[Items listed in a dataset]
· · · · · · ·

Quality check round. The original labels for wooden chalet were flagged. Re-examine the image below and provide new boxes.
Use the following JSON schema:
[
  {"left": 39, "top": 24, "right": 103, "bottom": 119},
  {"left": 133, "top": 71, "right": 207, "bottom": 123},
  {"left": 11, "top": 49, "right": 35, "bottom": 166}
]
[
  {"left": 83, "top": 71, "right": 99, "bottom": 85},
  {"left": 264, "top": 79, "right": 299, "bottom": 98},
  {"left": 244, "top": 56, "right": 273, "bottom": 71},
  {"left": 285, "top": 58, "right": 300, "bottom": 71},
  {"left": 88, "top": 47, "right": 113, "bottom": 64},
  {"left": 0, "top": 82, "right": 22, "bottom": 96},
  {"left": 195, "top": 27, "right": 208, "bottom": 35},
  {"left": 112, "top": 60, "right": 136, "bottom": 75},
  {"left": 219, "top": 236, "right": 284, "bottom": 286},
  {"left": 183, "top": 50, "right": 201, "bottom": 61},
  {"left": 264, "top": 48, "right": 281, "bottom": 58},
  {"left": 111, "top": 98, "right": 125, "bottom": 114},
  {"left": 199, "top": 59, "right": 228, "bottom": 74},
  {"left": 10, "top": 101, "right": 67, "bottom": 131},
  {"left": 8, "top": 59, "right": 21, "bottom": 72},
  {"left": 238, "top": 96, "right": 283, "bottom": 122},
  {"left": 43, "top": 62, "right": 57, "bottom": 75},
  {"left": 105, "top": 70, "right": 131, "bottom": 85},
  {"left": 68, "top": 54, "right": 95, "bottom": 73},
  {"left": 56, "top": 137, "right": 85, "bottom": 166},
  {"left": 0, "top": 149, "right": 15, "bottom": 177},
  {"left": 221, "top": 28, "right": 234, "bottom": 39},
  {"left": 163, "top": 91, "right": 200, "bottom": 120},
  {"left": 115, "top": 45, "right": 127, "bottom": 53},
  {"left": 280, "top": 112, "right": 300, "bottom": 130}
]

· · · · · · ·

• Problem description: Copy out the whole listing exactly; please set it all down.

• Task answer:
Quality check round. The original labels for wooden chalet were flagged. Re-examine the image below and provide new boxes.
Use the following JSON schema:
[
  {"left": 39, "top": 24, "right": 103, "bottom": 119},
  {"left": 133, "top": 71, "right": 207, "bottom": 123},
  {"left": 11, "top": 49, "right": 35, "bottom": 166}
]
[
  {"left": 83, "top": 71, "right": 99, "bottom": 85},
  {"left": 264, "top": 79, "right": 299, "bottom": 98},
  {"left": 244, "top": 56, "right": 273, "bottom": 71},
  {"left": 285, "top": 58, "right": 300, "bottom": 71},
  {"left": 88, "top": 47, "right": 113, "bottom": 64},
  {"left": 0, "top": 82, "right": 22, "bottom": 96},
  {"left": 195, "top": 27, "right": 208, "bottom": 35},
  {"left": 112, "top": 60, "right": 136, "bottom": 75},
  {"left": 219, "top": 236, "right": 284, "bottom": 286},
  {"left": 183, "top": 50, "right": 201, "bottom": 61},
  {"left": 264, "top": 48, "right": 281, "bottom": 58},
  {"left": 111, "top": 98, "right": 125, "bottom": 114},
  {"left": 199, "top": 59, "right": 228, "bottom": 74},
  {"left": 10, "top": 101, "right": 67, "bottom": 131},
  {"left": 8, "top": 59, "right": 21, "bottom": 72},
  {"left": 238, "top": 96, "right": 283, "bottom": 122},
  {"left": 43, "top": 62, "right": 57, "bottom": 75},
  {"left": 105, "top": 70, "right": 131, "bottom": 85},
  {"left": 68, "top": 54, "right": 95, "bottom": 73},
  {"left": 56, "top": 137, "right": 85, "bottom": 166},
  {"left": 0, "top": 149, "right": 15, "bottom": 177},
  {"left": 221, "top": 28, "right": 234, "bottom": 39},
  {"left": 163, "top": 91, "right": 200, "bottom": 120},
  {"left": 115, "top": 45, "right": 127, "bottom": 53},
  {"left": 280, "top": 112, "right": 300, "bottom": 130}
]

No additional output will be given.